» Task goal
Using the listing below, retype exactly the lines starting at the one with "form [91, 483]." and ending at the one with "form [617, 131].", and include both.

» Record excerpts
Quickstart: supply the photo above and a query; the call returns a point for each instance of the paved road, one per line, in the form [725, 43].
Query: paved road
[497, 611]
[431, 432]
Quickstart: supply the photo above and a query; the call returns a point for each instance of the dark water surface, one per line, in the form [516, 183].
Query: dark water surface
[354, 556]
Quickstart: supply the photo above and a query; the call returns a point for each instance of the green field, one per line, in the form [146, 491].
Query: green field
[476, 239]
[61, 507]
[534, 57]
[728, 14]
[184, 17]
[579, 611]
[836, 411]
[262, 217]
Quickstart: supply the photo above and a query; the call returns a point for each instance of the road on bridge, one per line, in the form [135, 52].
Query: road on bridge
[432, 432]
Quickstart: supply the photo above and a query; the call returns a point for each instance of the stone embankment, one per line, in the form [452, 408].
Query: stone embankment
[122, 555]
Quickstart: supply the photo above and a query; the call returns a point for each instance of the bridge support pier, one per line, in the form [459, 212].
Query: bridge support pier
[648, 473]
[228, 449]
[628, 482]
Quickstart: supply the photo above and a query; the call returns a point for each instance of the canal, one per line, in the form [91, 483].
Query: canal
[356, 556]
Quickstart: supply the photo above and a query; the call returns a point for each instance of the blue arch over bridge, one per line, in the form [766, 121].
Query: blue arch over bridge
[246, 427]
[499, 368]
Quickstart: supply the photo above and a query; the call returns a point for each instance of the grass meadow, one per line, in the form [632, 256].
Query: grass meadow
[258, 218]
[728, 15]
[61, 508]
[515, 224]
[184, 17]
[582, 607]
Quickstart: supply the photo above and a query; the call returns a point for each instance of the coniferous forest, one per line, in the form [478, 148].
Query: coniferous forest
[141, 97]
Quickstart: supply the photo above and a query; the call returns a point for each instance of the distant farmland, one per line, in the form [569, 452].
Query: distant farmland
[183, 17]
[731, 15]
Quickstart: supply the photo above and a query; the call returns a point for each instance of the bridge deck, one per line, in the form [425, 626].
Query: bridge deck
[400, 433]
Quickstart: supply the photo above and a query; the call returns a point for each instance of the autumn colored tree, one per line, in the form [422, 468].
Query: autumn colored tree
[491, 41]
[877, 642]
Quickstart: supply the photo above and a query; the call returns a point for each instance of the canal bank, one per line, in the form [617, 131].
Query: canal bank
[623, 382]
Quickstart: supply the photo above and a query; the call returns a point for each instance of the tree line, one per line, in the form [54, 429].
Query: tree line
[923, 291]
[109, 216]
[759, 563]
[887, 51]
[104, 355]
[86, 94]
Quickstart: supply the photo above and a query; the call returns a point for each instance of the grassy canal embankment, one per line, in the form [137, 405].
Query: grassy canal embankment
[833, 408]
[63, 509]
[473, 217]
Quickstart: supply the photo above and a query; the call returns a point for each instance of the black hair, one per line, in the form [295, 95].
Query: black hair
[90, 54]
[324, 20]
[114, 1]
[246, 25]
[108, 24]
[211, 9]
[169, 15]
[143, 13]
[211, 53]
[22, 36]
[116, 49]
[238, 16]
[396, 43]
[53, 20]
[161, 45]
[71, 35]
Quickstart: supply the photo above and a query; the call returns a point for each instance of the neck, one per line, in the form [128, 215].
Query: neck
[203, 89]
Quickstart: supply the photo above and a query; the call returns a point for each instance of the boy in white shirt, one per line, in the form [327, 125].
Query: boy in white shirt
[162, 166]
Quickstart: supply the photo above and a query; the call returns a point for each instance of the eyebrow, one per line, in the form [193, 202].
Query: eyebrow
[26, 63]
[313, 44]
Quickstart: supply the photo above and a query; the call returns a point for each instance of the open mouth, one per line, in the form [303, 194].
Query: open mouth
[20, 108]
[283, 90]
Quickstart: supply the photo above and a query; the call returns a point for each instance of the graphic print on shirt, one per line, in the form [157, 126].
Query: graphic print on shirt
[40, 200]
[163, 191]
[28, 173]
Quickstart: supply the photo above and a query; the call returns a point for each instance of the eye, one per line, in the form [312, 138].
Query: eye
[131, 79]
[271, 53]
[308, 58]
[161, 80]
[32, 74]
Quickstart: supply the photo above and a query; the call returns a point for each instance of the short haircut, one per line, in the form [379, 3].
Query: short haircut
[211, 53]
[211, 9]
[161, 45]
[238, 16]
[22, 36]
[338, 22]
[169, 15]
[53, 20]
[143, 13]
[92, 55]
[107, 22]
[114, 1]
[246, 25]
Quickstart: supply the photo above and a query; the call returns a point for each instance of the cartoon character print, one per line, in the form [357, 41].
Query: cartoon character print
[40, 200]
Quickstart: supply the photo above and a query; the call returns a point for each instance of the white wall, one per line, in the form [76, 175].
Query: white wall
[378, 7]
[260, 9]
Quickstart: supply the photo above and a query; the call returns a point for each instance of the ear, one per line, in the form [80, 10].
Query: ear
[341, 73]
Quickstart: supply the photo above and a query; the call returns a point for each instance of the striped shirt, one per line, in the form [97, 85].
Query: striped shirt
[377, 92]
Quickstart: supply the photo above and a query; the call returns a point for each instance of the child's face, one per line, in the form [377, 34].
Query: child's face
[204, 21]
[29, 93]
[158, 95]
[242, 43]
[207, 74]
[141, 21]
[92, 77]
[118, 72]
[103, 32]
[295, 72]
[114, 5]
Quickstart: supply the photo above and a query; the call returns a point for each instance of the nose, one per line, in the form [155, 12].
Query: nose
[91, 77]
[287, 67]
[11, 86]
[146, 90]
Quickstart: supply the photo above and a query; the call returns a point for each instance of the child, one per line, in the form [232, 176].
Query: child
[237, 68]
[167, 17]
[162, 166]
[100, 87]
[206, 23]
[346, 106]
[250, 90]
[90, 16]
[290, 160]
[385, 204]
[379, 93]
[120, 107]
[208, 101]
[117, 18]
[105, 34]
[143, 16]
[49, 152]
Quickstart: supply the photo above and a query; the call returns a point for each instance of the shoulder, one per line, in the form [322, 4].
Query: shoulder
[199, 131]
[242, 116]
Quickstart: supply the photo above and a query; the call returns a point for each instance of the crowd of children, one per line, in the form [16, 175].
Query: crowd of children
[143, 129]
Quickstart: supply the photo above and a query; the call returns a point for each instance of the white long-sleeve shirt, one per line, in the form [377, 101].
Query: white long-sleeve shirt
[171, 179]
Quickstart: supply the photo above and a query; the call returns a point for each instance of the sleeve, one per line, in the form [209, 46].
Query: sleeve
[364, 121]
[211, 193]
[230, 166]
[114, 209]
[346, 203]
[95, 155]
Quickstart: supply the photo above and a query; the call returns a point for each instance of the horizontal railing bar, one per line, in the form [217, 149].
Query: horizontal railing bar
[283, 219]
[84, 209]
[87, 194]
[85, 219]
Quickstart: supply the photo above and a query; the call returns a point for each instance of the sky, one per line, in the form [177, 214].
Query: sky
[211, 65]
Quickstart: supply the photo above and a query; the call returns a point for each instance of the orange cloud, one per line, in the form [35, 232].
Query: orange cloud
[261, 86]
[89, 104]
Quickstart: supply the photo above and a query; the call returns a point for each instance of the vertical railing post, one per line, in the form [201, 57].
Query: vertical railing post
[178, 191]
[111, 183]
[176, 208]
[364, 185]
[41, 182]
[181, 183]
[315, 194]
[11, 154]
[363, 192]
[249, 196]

» Exercise answer
Quickstart: supply the photo above and a query; the call returns a point for each instance of the canal, one per line, in the form [91, 483].
Query: canal
[356, 556]
Quickstart: supply the photo above and a query; the call returns a point for each instance of the blue arch over bridge, one per line, in the form [766, 121].
Query: blue arch over bridge
[246, 427]
[499, 368]
Quickstart: supply the photo above and a query; the call returns a point for each instance of the grass meadow, one per line, in the form [632, 256].
Query: grass meadow
[258, 218]
[728, 15]
[61, 508]
[515, 224]
[184, 17]
[582, 607]
Quickstart: supply the photo above and a query; the call returns a point for each instance of the coniferous forest, one per line, in the form [478, 148].
Query: coniferous forest
[141, 97]
Quickstart: supply the photo above and a query; the call returns a point for each instance of the distant farmland, one per line, in the form [569, 452].
Query: distant farmland
[183, 17]
[731, 15]
Quickstart: supply the photo above and a query; the call returns a point for each instance of the bridge deck, one per line, in the form [425, 626].
Query: bridge deck
[400, 433]
Quickstart: supply the photo above and a query; the call returns a point for each instance of the autumn colored tree, one per line, in the form [422, 468].
Query: autumn colored tree
[491, 41]
[877, 642]
Quickstart: supply the photo above and a query; the call returns a point for each instance of the canal bank, one per line, in the form [617, 131].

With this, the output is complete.